**YOUR TASK**
Give back the lines starting at the one that contains "In this satellite tile, mark every road" and ending at the one that contains "[0,0,300,225]", with "satellite tile" changed to "aerial image" throughout and nothing else altered.

**PROVIDED DATA**
######

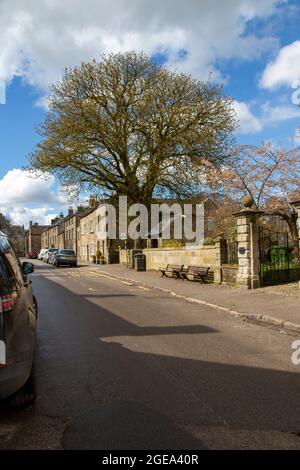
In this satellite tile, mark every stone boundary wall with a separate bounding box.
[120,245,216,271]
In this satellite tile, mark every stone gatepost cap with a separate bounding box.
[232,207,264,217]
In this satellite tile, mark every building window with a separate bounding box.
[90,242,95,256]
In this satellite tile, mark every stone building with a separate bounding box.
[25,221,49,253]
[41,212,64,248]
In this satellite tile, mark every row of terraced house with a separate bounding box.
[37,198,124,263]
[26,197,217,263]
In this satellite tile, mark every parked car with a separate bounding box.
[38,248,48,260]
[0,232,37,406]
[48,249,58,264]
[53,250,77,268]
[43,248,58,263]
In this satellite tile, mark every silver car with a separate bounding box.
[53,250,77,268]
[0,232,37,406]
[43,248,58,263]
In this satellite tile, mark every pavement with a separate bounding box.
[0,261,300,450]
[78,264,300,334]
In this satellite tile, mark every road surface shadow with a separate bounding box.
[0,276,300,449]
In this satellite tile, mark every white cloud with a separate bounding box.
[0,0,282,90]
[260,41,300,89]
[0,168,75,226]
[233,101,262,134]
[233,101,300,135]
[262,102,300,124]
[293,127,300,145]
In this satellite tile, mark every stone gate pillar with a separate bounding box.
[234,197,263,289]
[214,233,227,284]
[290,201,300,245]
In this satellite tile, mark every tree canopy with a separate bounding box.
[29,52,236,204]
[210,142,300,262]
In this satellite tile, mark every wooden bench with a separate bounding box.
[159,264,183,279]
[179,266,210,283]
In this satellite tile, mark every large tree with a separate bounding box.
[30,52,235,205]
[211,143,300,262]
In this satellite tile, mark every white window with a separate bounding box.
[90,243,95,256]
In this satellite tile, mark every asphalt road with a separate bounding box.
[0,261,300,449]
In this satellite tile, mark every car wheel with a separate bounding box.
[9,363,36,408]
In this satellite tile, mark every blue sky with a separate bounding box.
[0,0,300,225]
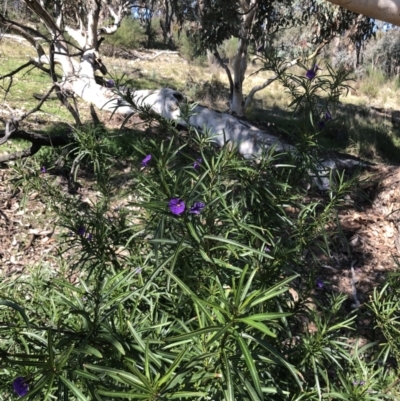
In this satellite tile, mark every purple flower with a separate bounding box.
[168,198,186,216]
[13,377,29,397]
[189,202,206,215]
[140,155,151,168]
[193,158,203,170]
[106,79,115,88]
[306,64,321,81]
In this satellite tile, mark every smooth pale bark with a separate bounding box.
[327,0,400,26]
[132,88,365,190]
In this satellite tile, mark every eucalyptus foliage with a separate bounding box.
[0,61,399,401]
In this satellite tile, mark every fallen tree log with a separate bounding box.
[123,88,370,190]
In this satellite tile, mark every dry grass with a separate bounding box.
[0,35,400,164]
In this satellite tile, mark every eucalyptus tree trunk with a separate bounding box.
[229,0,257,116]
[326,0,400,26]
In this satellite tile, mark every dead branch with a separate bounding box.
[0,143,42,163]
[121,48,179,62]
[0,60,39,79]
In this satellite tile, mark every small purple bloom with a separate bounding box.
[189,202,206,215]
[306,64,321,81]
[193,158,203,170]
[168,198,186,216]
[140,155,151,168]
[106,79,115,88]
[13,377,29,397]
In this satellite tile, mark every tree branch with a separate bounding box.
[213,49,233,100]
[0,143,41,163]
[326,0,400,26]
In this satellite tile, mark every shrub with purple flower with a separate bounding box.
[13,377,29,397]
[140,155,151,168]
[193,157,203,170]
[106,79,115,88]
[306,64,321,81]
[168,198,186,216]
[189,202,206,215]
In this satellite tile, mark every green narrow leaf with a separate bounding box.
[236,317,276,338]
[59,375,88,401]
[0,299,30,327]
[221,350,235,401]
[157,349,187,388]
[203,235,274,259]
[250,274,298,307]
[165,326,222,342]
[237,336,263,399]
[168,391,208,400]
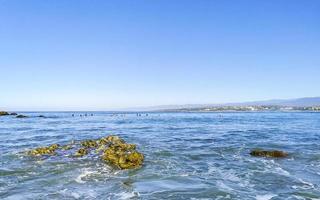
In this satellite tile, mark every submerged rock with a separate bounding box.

######

**SOLUTION BELOW**
In this aerial image, mark every road surface shadow with a separate bounding box.
[0,276,300,449]
In this aerial image, mark every white cloud with a separate bounding box.
[0,0,282,90]
[260,41,300,89]
[0,168,75,226]
[233,101,262,134]
[233,101,300,135]
[262,102,300,124]
[293,127,300,145]
In this aerial image, mark every stone gate pillar with a separate bounding box.
[234,197,263,289]
[214,233,227,284]
[290,201,300,245]
In this aerial image, mark every tree canopy with a separate bounding box.
[29,52,236,204]
[210,142,300,262]
In this aerial image, mark every wooden bench with a separate bounding box.
[159,264,183,279]
[179,266,210,283]
In this aerial image, mark every large tree with a separate bounding box.
[30,52,235,205]
[211,143,300,262]
In this aerial image, mark every white window with a separate bounding box.
[90,243,95,256]
In this aerial image, mark every asphalt road with a separate bounding box.
[0,261,300,449]
In this aerial image, mark every car wheel with a separate bounding box.
[9,363,36,408]
In this aerial image, mark every blue sky with a separate bounding box.
[0,0,300,225]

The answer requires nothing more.